Referring expression pointing data

*-*-*

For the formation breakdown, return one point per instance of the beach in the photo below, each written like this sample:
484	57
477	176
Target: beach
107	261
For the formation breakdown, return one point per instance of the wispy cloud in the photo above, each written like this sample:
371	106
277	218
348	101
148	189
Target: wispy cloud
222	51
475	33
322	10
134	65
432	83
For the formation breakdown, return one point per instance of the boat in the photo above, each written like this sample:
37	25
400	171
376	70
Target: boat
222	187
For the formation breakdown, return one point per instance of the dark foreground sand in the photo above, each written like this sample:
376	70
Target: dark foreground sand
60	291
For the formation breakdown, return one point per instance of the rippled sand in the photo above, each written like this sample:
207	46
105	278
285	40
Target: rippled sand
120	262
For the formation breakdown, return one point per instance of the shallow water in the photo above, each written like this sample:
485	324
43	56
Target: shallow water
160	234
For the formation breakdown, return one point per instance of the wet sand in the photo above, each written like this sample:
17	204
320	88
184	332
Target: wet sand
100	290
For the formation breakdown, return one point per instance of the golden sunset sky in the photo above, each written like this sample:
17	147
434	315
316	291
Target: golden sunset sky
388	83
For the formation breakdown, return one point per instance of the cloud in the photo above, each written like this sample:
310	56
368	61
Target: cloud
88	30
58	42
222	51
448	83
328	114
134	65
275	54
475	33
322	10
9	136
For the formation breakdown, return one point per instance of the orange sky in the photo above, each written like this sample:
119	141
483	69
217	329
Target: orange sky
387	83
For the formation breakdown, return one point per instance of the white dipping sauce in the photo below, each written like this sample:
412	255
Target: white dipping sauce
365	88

*-*-*

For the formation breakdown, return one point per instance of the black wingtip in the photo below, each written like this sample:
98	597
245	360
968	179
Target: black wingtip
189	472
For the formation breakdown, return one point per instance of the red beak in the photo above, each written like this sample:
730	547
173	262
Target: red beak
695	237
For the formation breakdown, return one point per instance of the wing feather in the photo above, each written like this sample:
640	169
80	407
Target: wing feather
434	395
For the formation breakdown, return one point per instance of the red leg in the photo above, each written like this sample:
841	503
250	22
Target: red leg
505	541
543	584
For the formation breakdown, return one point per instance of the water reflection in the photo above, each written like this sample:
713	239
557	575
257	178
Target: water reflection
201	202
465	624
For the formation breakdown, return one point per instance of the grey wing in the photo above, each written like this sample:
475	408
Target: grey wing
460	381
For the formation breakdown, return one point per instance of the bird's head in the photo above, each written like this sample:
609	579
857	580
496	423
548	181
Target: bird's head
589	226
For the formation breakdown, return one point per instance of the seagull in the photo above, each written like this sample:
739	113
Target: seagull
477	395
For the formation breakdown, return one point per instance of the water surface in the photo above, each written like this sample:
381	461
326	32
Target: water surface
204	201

*-*-*

Please report every line of the records above that contains the word "below".

For the formation breakdown, return one point per instance of the beach in the photo below, each written like this sample:
For the formation breakdown, return one point per instance of the white dipping sauce in the photo below, each written like this sample:
For the formation breakdown, return one point per instance of the black wingtip in the photo below, each written like this sample:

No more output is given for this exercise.